### Work to do
Reproduce everything from the start of the listing down to and including the line containing "xmin=633 ymin=356 xmax=688 ymax=389", with each bounding-box coordinate in the answers multiplied by 1.7 and rounded to the nearest whole number, halves rounded up. Leave the coordinates in the coordinate-style line unchanged.

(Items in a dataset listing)
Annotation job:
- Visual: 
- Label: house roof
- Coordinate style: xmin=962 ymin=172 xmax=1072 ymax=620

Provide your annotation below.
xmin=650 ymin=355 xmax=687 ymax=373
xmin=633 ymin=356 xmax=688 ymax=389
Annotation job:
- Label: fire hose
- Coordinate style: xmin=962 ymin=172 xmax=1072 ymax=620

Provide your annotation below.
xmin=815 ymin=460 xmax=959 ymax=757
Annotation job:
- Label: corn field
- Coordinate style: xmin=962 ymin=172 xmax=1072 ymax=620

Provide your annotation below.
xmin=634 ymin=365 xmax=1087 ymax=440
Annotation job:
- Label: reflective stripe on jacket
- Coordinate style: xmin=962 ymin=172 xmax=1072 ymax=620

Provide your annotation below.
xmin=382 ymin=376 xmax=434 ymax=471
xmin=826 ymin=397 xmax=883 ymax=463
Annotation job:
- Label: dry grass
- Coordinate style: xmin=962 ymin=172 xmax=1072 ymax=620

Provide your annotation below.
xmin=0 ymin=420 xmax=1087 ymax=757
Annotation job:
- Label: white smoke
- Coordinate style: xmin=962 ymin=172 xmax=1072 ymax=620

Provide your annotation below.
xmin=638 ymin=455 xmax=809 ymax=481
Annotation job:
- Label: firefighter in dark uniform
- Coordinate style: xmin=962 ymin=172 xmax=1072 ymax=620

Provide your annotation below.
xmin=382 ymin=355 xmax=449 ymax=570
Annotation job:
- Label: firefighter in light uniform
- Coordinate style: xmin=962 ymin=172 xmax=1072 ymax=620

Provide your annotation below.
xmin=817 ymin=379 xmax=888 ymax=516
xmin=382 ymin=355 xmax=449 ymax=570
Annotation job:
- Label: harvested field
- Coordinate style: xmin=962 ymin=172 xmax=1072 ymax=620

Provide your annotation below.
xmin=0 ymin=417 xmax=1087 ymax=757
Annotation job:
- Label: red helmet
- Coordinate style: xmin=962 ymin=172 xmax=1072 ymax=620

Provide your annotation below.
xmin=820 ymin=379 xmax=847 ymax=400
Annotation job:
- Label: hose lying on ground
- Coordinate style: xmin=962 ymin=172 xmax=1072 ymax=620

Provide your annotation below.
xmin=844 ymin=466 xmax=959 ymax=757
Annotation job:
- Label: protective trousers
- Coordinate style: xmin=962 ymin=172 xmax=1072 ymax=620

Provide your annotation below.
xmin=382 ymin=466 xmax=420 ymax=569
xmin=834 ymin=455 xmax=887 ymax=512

### Task solution
Annotation job:
- Visual: 
- Label: house roof
- Coordinate style: xmin=962 ymin=172 xmax=1072 ymax=620

Provide your annotation below.
xmin=1105 ymin=604 xmax=1168 ymax=634
xmin=1076 ymin=605 xmax=1170 ymax=661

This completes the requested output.